* _About this exercise_
Skip the images and restate every line of the records exactly.

---------- Data supplied

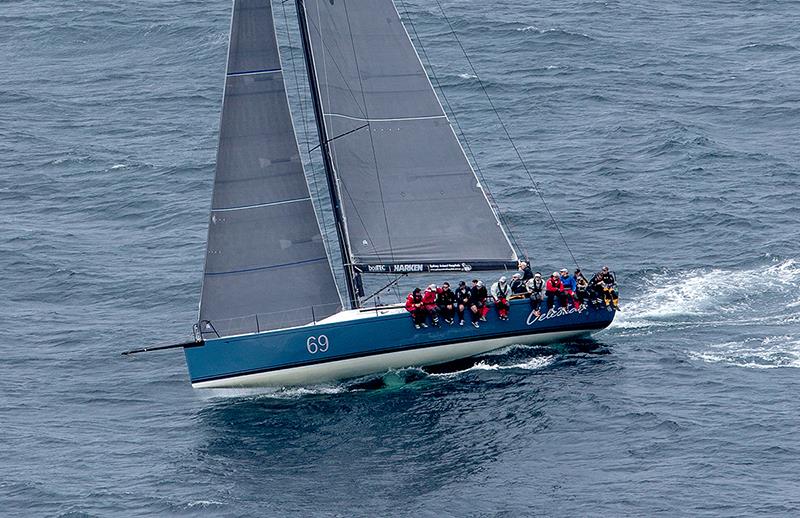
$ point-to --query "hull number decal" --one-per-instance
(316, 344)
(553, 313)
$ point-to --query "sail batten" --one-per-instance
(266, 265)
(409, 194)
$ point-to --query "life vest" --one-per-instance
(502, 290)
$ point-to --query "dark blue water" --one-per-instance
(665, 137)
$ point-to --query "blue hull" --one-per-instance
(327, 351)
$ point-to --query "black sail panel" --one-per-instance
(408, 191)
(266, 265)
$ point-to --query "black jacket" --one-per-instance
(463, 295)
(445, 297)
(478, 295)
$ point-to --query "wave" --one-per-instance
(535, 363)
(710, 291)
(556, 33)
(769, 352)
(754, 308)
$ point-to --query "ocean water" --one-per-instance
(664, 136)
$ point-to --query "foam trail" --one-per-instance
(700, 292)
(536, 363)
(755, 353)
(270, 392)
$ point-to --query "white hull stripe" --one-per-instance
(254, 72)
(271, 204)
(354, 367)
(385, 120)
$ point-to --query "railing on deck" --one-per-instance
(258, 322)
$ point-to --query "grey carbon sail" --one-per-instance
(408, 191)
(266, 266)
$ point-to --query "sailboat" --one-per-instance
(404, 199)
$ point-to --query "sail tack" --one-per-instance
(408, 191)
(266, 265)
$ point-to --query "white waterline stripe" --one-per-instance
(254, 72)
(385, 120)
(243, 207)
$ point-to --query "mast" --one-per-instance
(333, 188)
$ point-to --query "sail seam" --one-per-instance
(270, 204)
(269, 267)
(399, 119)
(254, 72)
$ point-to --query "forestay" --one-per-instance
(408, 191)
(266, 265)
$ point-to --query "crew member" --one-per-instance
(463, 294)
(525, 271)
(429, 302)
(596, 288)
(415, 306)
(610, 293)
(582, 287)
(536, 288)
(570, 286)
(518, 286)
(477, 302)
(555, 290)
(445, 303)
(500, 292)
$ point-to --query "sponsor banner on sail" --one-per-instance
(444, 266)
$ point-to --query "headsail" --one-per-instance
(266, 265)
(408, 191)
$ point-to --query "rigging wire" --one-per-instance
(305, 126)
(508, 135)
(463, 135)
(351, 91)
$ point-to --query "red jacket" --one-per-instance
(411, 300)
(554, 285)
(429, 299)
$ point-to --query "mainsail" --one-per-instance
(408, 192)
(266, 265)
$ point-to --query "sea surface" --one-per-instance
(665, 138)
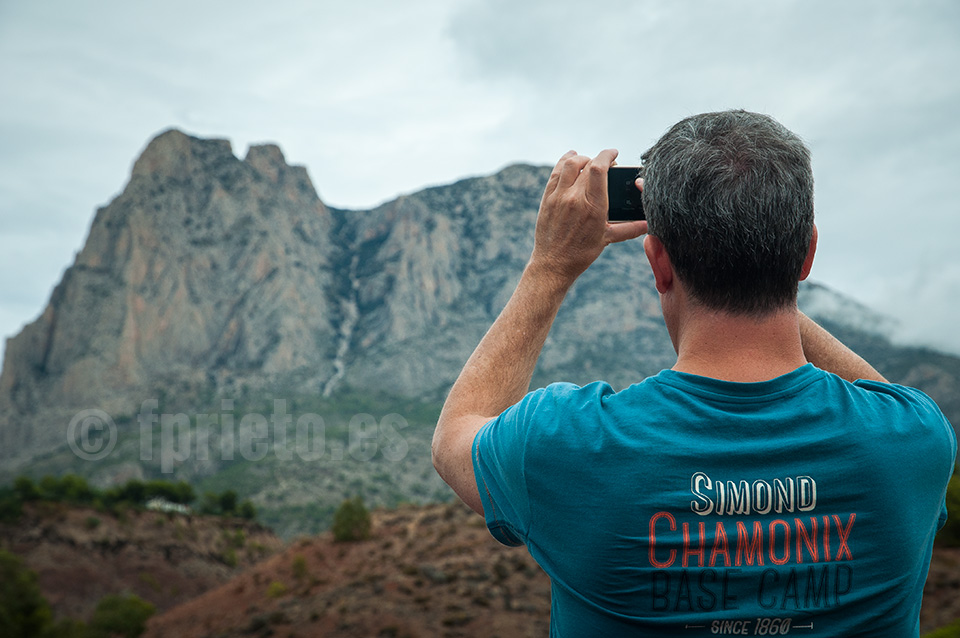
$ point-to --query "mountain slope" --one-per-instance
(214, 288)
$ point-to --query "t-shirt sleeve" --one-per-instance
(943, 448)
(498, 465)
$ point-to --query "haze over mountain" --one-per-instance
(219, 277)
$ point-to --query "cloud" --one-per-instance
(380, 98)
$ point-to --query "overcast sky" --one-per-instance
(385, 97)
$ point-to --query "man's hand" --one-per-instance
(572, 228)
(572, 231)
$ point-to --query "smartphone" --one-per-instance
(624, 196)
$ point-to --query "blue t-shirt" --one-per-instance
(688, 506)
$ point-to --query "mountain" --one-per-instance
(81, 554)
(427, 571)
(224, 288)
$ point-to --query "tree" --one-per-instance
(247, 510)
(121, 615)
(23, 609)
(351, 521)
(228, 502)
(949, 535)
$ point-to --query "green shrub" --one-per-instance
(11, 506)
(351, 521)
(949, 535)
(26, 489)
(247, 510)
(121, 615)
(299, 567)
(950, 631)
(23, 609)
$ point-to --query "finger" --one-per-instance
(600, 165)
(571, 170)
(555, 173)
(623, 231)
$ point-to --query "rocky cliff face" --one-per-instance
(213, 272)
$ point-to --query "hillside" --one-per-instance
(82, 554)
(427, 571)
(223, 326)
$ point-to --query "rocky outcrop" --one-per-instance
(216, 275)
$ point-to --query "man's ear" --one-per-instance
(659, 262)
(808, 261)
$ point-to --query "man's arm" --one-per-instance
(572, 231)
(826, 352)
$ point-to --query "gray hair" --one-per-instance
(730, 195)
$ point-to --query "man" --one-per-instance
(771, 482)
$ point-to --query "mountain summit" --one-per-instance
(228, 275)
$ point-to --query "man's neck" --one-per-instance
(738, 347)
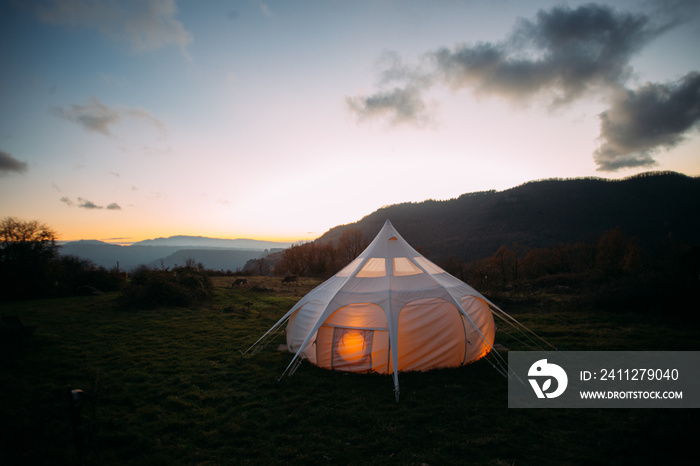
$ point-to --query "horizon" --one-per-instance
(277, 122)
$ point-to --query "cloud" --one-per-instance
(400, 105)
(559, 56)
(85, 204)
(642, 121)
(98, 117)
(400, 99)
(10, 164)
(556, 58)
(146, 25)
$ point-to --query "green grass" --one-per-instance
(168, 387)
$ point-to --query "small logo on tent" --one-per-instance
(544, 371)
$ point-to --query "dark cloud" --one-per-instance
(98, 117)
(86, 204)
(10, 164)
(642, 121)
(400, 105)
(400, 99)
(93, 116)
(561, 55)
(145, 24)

--------------------

* _Finished task_
$ point-to --query "hull number decal" --one-per-instance
(316, 344)
(553, 313)
$ point-to --query "sail batten" --one-per-instance
(266, 265)
(409, 194)
$ point-to --query "life vest" --one-per-instance
(502, 290)
$ point-to --query "dark blue water" --one-per-instance
(665, 137)
$ point-to --query "blue hull" --one-per-instance
(327, 351)
$ point-to --query "black sail panel" --one-per-instance
(408, 191)
(266, 265)
$ point-to --query "black jacket" --one-per-instance
(463, 295)
(445, 297)
(478, 295)
$ point-to --query "wave" --one-per-instance
(535, 363)
(710, 291)
(556, 33)
(769, 352)
(754, 308)
$ point-to --query "ocean water" --one-per-instance
(664, 136)
$ point-to --query "foam trail" --one-per-instance
(700, 292)
(536, 363)
(755, 353)
(270, 392)
$ point-to --query "white hull stripe" --one-per-instance
(254, 72)
(271, 204)
(354, 367)
(385, 120)
$ point-to --query "railing on deck" --one-per-instance
(258, 322)
$ point-to --query "grey carbon sail" --one-per-instance
(408, 191)
(266, 266)
$ point-to --query "sailboat" --one-per-instance
(404, 199)
$ point-to --query "sail tack" --one-per-instance
(408, 191)
(266, 265)
$ point-to --query "white waterline stripe" --one-per-instance
(254, 72)
(385, 120)
(243, 207)
$ point-to --query "mast" --one-per-instance
(333, 188)
$ point-to --query "sail seam" --one-per-instance
(270, 204)
(269, 267)
(399, 119)
(254, 72)
$ point-to --query "forestay" --one-per-instance
(408, 191)
(266, 265)
$ point-to --query "crew member" --one-per-instance
(463, 294)
(525, 271)
(429, 302)
(596, 288)
(415, 306)
(610, 293)
(582, 287)
(536, 288)
(570, 286)
(518, 286)
(477, 302)
(555, 290)
(445, 303)
(500, 292)
$ point-to --query "sponsor banner on sail" --one-per-instance
(444, 266)
$ point-to --query "headsail" --one-per-instance
(266, 265)
(408, 191)
$ point-to --query "rigging wire" --one-per-instance
(305, 126)
(508, 135)
(463, 135)
(351, 91)
$ point-to --query "red jacket" --one-per-instance
(411, 300)
(554, 285)
(429, 299)
$ point-to --query "mainsail" --one-per-instance
(408, 192)
(266, 265)
$ point-to --query "sea surface" --one-per-instance
(665, 138)
$ point-to --query "mountain slope" --one-per-instance
(214, 288)
$ point-to --query "t-shirt sleeve" --one-per-instance
(943, 448)
(498, 465)
$ point-to --query "haze over mountain" --one-per-instance
(219, 277)
$ point-to --query "cloud" --one-per-instance
(380, 98)
$ point-to --query "overcast sky" --one-per-instance
(385, 97)
$ point-to --query "man's hand" --one-per-instance
(572, 228)
(572, 231)
$ point-to --query "smartphone" --one-per-instance
(624, 196)
$ point-to --query "blue t-shirt" --one-per-instance
(688, 506)
$ point-to --query "mountain" --one-per-instance
(81, 554)
(427, 571)
(224, 288)
$ point-to --query "tree" --one-per-instance
(247, 510)
(121, 615)
(23, 609)
(351, 521)
(228, 502)
(949, 535)
$ point-to --query "green shrub" --one-per-instance
(11, 506)
(351, 521)
(949, 535)
(26, 489)
(247, 510)
(121, 615)
(299, 567)
(950, 631)
(23, 609)
$ point-to --query "finger" --one-per-instance
(600, 165)
(571, 170)
(555, 173)
(623, 231)
$ point-to --query "rocky cliff face" --one-per-instance
(213, 272)
$ point-to --query "hillside" --one-per-instance
(82, 554)
(427, 571)
(223, 326)
$ point-to --query "rocky outcrop" --one-per-instance
(216, 275)
$ point-to --query "man's ear" --one-per-instance
(659, 262)
(808, 261)
$ point-to --query "man's arm" --one-per-instance
(572, 231)
(826, 352)
$ point-to --query "gray hair" --one-per-instance
(730, 195)
$ point-to --query "man" --one-per-instance
(771, 482)
$ point-to --query "mountain summit" --one-per-instance
(228, 275)
$ point-to --query "man's neck" --one-per-instance
(738, 347)
$ point-to --query "horizon" --one-per-instance
(277, 122)
$ point-to --query "cloud" --one-per-instance
(400, 105)
(559, 56)
(85, 204)
(642, 121)
(98, 117)
(400, 99)
(10, 164)
(556, 58)
(146, 25)
$ point-to --query "green grass" --one-per-instance
(168, 387)
$ point-to --query "small logo on tent" --one-per-instance
(544, 371)
$ point-to --query "dark cloud" --one-per-instance
(98, 117)
(86, 204)
(10, 164)
(642, 121)
(400, 105)
(400, 99)
(93, 116)
(561, 55)
(145, 24)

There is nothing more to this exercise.